[DATASET ENTRIES]

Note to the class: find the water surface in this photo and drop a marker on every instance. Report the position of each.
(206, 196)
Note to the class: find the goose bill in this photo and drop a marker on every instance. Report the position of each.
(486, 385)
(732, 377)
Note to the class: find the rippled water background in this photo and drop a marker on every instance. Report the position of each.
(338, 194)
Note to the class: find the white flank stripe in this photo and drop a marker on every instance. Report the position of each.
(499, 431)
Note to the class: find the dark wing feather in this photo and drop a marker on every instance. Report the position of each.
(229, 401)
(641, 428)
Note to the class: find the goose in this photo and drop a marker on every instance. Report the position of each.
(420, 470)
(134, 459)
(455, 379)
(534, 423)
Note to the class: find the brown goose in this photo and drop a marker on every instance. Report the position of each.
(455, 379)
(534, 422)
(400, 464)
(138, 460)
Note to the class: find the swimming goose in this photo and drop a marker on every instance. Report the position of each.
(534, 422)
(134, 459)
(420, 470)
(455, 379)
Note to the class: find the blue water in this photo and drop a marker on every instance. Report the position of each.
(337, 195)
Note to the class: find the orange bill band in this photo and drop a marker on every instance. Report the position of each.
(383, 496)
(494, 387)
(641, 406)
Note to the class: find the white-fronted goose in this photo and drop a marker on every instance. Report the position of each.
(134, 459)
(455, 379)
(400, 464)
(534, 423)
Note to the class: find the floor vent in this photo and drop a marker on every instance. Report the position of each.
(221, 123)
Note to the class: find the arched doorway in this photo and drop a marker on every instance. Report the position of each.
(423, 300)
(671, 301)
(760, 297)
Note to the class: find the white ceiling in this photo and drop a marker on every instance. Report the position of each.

[/DATASET ENTRIES]

## PROBLEM DETAILS
What you copy should begin at the line with "Note to the class: find the white-fronted" and end at the final line of the listing, each line exactly as it is.

## EXERCISE RESULT
Note to the class: find the white-fronted goose in this photo and drop a marker on every instance. Report the position of each.
(134, 459)
(455, 379)
(400, 464)
(534, 423)
Note to the class: find the floor vent in this photo and drop a marker on every instance. Report the position of each.
(221, 123)
Note to the class: find the arched doorway in this photo and drop a marker on every instance. Report the position of each.
(423, 300)
(671, 301)
(760, 297)
Note to the class: find the white ceiling in this photo and drop a marker on every instance. Report the position of each.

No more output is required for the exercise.